WORKING DATA =>
⟨

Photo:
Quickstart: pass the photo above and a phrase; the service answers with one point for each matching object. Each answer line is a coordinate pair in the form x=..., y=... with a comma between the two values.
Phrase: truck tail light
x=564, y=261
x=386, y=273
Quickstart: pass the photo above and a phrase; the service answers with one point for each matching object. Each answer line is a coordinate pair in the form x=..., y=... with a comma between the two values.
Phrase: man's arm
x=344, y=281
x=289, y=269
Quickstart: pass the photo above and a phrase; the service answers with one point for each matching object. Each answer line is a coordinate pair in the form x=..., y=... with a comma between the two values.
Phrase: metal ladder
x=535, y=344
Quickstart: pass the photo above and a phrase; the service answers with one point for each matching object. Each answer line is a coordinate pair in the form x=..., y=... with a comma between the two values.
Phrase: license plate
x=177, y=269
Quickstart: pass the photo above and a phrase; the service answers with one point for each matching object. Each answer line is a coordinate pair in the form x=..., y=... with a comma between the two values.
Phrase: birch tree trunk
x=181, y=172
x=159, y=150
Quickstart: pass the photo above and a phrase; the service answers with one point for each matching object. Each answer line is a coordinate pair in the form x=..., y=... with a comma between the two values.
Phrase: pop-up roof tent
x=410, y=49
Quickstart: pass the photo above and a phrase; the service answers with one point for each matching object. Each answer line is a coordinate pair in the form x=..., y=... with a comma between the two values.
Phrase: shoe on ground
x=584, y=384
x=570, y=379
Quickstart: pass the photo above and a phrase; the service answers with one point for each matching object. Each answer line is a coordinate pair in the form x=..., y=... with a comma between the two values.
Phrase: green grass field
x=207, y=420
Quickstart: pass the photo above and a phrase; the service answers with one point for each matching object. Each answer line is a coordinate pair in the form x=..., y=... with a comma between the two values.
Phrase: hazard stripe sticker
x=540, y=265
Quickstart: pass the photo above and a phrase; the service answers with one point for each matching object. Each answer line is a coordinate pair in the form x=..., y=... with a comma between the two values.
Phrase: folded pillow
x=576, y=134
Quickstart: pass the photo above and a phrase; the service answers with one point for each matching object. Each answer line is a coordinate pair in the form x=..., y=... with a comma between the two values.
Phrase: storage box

⟩

YOUR GOAL => Convert every line of the listing above into a Markdown table with two columns, Row and Line. Put each line's number under Row and its text under Line, and skip blank lines.

EXERCISE RESPONSE =>
| Row | Line |
|---|---|
| 1 | Photo: |
| 2 | Quickstart: pass the photo above and a phrase; the service answers with one point for each matching object. Each answer line is a coordinate pair in the form x=..., y=... with a comma between the two values. |
| 3 | Phrase: truck tail light |
| 4 | x=564, y=261 |
| 5 | x=386, y=273 |
| 6 | Quickstart: pass the photo above and a phrase; the service answers with one point for each matching object. Each answer line is a coordinate pair in the form x=..., y=... with a comma between the two values. |
| 7 | Phrase: man's arm |
| 8 | x=344, y=281 |
| 9 | x=289, y=269 |
| 10 | Quickstart: pass the photo above and a phrase; the service answers with one point for each matching object. Each answer line is a coordinate pair in the form x=..., y=... with a comma between the two values. |
| 11 | Phrase: metal ladder |
| 12 | x=535, y=344 |
| 13 | Quickstart: pass the photo above and a phrase; the service answers with one point for each matching object. Each answer line is a coordinate pair in the form x=..., y=... with a comma between the two values. |
| 14 | Phrase: license plate |
| 15 | x=177, y=269 |
| 16 | Quickstart: pass the photo above and a phrase; the service answers with one point for each matching object. Each answer line is a coordinate pair in the form x=..., y=... with a comma between the two values. |
| 17 | Phrase: birch tree trunk |
| 18 | x=181, y=172 |
| 19 | x=159, y=150 |
| 20 | Quickstart: pass the photo above and a phrase; the service answers with one point for each matching object. Each answer line is a coordinate pair in the form x=..., y=... with a comma between the two values. |
| 21 | Phrase: pop-up roof tent |
| 22 | x=410, y=49 |
| 23 | Quickstart: pass the photo above and a phrase; the service answers with one point for each matching object. Each answer line is a coordinate pair in the form x=..., y=... with a comma between the two values. |
| 24 | Phrase: shoe on ground |
| 25 | x=584, y=384 |
| 26 | x=570, y=379 |
| 27 | Quickstart: pass the photo above and a phrase; the service answers with one point for each matching object. Each answer line is a coordinate pair in the form x=..., y=... with a comma between the two values. |
| 28 | Phrase: green grass field |
| 29 | x=207, y=420 |
| 30 | Quickstart: pass the photo above and a phrase; the service answers with one point for each matching object. Each answer line is a coordinate pair in the form x=..., y=... with a comma between the two values. |
| 31 | Phrase: hazard stripe sticker |
| 32 | x=540, y=265 |
| 33 | Quickstart: pass the photo above and a phrase; the service answers with one point for each matching object. Each answer line is a coordinate pair in the form x=..., y=... with a comma between the two values. |
| 34 | Phrase: folded pillow |
| 35 | x=576, y=134 |
| 36 | Quickstart: pass the photo above and a phrase; the service answers with one point for each matching object. Each answer line is a coordinate pair in the form x=..., y=... with a comma between the two values. |
| 37 | Phrase: storage box |